* Input data *
================================
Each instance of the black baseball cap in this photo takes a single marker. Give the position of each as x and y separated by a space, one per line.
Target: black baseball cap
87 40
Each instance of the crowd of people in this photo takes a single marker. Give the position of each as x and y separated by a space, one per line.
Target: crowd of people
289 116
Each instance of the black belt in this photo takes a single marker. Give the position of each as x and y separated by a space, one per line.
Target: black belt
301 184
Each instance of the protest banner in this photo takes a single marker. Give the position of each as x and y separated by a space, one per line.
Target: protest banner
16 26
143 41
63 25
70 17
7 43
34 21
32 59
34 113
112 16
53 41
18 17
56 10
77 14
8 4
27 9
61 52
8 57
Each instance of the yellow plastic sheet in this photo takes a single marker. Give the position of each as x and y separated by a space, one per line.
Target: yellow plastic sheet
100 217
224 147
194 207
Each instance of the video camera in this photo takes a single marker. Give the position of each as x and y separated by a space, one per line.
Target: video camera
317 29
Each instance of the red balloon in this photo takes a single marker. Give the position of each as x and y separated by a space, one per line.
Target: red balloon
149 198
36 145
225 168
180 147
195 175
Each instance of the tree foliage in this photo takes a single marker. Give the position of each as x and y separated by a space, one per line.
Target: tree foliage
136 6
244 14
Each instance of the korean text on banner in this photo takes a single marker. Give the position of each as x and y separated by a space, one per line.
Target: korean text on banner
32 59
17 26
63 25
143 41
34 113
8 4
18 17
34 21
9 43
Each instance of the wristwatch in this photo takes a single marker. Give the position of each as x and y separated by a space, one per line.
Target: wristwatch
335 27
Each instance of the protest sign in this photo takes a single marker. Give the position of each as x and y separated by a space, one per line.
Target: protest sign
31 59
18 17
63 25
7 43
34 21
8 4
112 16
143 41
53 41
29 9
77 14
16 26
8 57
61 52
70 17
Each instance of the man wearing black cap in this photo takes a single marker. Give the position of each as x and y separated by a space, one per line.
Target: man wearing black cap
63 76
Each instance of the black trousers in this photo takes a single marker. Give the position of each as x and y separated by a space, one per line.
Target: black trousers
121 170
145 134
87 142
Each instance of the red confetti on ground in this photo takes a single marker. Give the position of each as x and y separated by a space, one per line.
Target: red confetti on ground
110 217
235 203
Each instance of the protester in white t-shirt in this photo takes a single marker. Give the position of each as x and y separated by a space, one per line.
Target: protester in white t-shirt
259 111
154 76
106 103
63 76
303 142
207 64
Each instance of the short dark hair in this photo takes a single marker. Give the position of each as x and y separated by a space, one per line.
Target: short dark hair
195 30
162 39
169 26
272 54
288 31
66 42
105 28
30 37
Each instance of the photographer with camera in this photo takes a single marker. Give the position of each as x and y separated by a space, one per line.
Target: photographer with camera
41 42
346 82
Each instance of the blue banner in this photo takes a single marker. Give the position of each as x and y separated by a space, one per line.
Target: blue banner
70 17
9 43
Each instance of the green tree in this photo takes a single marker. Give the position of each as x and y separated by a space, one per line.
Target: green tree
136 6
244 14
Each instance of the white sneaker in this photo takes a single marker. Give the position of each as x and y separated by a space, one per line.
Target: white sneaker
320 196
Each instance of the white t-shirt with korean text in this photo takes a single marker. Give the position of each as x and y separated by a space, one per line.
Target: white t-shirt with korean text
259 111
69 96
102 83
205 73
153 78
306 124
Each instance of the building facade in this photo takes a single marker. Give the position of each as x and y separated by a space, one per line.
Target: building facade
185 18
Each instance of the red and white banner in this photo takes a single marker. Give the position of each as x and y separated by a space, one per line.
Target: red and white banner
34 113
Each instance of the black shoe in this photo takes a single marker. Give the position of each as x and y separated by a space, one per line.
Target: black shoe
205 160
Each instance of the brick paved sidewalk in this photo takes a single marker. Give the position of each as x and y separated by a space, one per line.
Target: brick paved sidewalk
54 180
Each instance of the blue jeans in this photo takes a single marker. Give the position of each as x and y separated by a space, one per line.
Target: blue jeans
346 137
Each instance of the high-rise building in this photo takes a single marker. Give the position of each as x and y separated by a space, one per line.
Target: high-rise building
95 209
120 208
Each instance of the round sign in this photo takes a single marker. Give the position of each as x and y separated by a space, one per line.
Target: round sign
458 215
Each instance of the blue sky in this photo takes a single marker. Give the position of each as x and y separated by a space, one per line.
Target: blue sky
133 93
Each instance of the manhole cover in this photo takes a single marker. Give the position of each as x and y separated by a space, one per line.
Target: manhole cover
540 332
================================
* What to do *
Copy out all the lines above, swapping every "single marker" for "single dot" and leaving everything else the same.

* Reply *
Each instance of the black baseball cap in this photo takes a single dot. Give the position of each as x and y separated by a space, one per line.
Target: black baseball cap
87 40
Each instance of the crowd of people in this photo takes a single dot. Give the position of each as x and y separated by a space, one per line.
Target: crowd of people
289 116
Each instance of the black belt in this photo takes a single dot. Give the position of each as x and y separated by a space, one per line.
Target: black belt
301 184
Each instance of the protest banner in this photo takes a single dot. Give the position of each as x and y separated by a space, one per line.
Target: protest banner
16 26
143 41
63 25
70 17
7 43
34 21
32 59
34 113
112 16
53 41
18 17
56 10
77 14
8 4
27 9
61 52
8 57
Each instance of the yellow plastic sheet in this photo takes a single dot. Give the position of each as x and y separated by a space, one per line.
Target: yellow plastic sheet
100 217
224 147
194 207
Each instance of the video camera in this photo takes a single dot. Give the position of each as x and y separated by a space, one per line.
Target: video camera
317 29
Each instance of the red balloon in this photo takes a single dot. Give the position of each as x and y separated by a space, one per line.
Target: red balloon
149 198
36 145
225 168
180 147
195 175
Each instance of the tree foliage in this photo takes a single dot. Give the position of each as x and y separated by a space, one per line.
Target: tree foliage
136 6
244 14
Each instance of the korean text on banner in this photo takes a single dot. Give the position of each as x and y separated by a space, one per line.
Target: korean text on banner
32 59
17 26
63 25
143 41
34 113
8 4
18 17
34 21
9 43
Each instance of the wristwatch in this photo takes a single dot. Give the position of each as x and y separated by a space, one per line.
Target: wristwatch
335 27
Each instance of the protest sign in this photo takes a single dot. Give the position of each as x and y separated by a space, one per line.
Target: protest sign
31 59
18 17
63 25
7 43
34 21
8 4
112 16
143 41
53 41
29 9
77 14
16 26
8 57
61 52
70 17
Each instance of the man wearing black cap in this photo takes a single dot. Give the position of each as x and y separated by a space, one per line.
Target: man wearing black cap
63 76
Each instance of the black trousers in this photo takes a single dot. Give the position of each as x and y separated by a space, one per line.
Target: black trousers
121 170
145 134
87 142
Each instance of the red confetti on ground in this photo takes a single dot. Give the position of each as x and y separated by a space, one per line.
Target: red confetti on ground
110 217
235 203
Each instance of the protester in white t-shirt in this photo takes a single dot. Give the position of each as x and y separated by a space, one per line.
Target: protester in white t-shirt
259 111
154 76
106 103
63 76
303 142
207 64
Each instance of the short dark hair in this photo takes a single dot. Give the position of each as x and y separated by a space, one per line.
Target: short dark hair
195 30
162 39
169 26
272 54
288 31
66 42
105 28
30 37
Each instance of the photographer with camera in this photo takes a single dot. Give the position of each as x and y separated by a space, one per line.
Target: photographer with camera
41 42
346 82
Each instance of the blue banner in this photo takes a single dot. Give the position of each as x and y separated by a space, one per line.
Target: blue banner
70 17
9 43
Each instance of the green tree in this photo takes a single dot. Give the position of each as x and y separated by a space, one per line.
Target: green tree
136 6
244 14
Each instance of the white sneaker in this photo takes a single dot. Give the position of each as x and y separated by a space, one per line.
Target: white sneaker
320 196
Each instance of the white t-shirt with korean text in this photo takes a single dot. Give the position of each as x and y separated by a space, one per line.
Target: white t-shirt with korean text
259 111
69 96
102 83
205 73
153 78
306 124
Each instance of the building facade in this photo takes a single dot. Give the position of each as x and y separated by a space, one per line.
Target: building facade
185 18
Each instance of the red and white banner in this photo takes a single dot. Give the position of each as x and y separated by a space, one per line.
Target: red and white banner
34 113
Each instance of the black shoe in this photo takes a single dot. Give the position of each as x and y separated by a space, one per line.
Target: black shoe
205 160
Each instance of the brick paved sidewalk in this photo takes a single dot. Give the position of each as x and y separated by a space, one per line.
Target: brick paved sidewalk
54 180
Each instance of the blue jeans in this photo takes a single dot. Give the position of each as x and y separated by a space, one per line.
Target: blue jeans
346 137
Each instance of the high-rise building in this photo takes a single dot. Give the position of each as x and y separated by a space, one per line.
Target: high-rise building
95 209
120 208
Each instance of the round sign in this photo takes a single dot. Give the position of each as x and y separated by a space, one per line.
Target: round sign
458 215
Each instance of the blue sky in this photo takes a single dot. Give the position of each as x and y separated by a space, one per line.
Target: blue sky
133 93
Each instance of the manhole cover in this photo takes a single dot. Give the position of each as x and y separated by a space, one per line.
Target: manhole cover
540 332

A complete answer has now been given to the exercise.